▸ Supplied passage:
START
Track:

Location:

Fleming, 3rd flr.

Duration

Duration:

4:10pm - 5:00pm

Day of week:

Wednesday

Level:

Intermediate

Persona:

Developer

Key Takeaways

Learn that it's important to optimize for acceptable and predictable worst-case behavior in complex systems
Understand that being able to rely on a system automatically "just doing the right thing" in all cases is a qualitative change that often enables entirely new technology
Explore how applying techniques such as auto-scaling and dynamic work balancing limits the negative impact of information

Abstract

One of the main causes of performance problems in distributed data processing systems (from the original MapReduce to modern Spark and Flink) is "stragglers." Stragglers are parts of the input that take an unexpectedly long time to process, delaying the completion of the whole job, and wasting resources that stay idle. Stragglers can happen due to imbalance of data distribution or processing complexity, hardware/networking anomalies, and a variety of other factors.

Google Cloud Dataflow is the first system to address the problem of stragglers in a fully general way. By dynamically redistributing parts of already launched work from straggler workers onto idle workers to maximize utilization, Google Cloud Dataflow is able to preserve data consistency and minimizing re-execution.

This talk describes the theory and practice behind Cloud Dataflow's approach to straggler elimination, as well as the associated non-obvious challenges, benefits, and implications of the technique.

Interview

Question:

What is the focus of your work today?

Answer:

Right now I'm working on introducing a new primitive into the Apache Beam programming model, https://s.apache.org/splittable-do-fn. It is only marginally related to the topic of the current talk, but it enables a large number of new use cases and greatly simplifies some existing ones, in particular, making it much easier to integrate Apache Beam with new data sources.

I am also staying involved in work related to auto-scaling and dynamic work rebalancing, in particular, we are planning on exploring more into applying these techniques in the face of noisy information about the progress of shards, limiting the negative impact of missing or even completely inaccurate information.
END
▸ Stored records:
START
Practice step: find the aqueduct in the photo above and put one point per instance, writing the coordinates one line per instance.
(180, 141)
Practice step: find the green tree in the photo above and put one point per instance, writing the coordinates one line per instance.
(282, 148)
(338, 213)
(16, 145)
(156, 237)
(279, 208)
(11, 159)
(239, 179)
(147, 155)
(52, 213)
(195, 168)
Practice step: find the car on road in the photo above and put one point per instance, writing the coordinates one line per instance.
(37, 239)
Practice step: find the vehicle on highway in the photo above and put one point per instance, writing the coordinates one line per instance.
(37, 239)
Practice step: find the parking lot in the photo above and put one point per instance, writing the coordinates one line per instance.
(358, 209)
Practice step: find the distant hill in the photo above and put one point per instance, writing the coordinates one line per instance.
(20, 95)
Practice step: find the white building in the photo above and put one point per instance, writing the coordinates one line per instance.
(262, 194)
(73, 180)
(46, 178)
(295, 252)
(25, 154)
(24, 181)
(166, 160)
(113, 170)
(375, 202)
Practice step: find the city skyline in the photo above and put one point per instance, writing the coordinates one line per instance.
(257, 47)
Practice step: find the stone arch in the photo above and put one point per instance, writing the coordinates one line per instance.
END
Quote the straggler talk page between "I am also staying" and "completely inaccurate information.", inclusive. The data has no connection to the straggler talk page.

▸ The reply:
I am also staying involved in work related to auto-scaling and dynamic work rebalancing, in particular, we are planning on exploring more into applying these techniques in the face of noisy information about the progress of shards, limiting the negative impact of missing or even completely inaccurate information.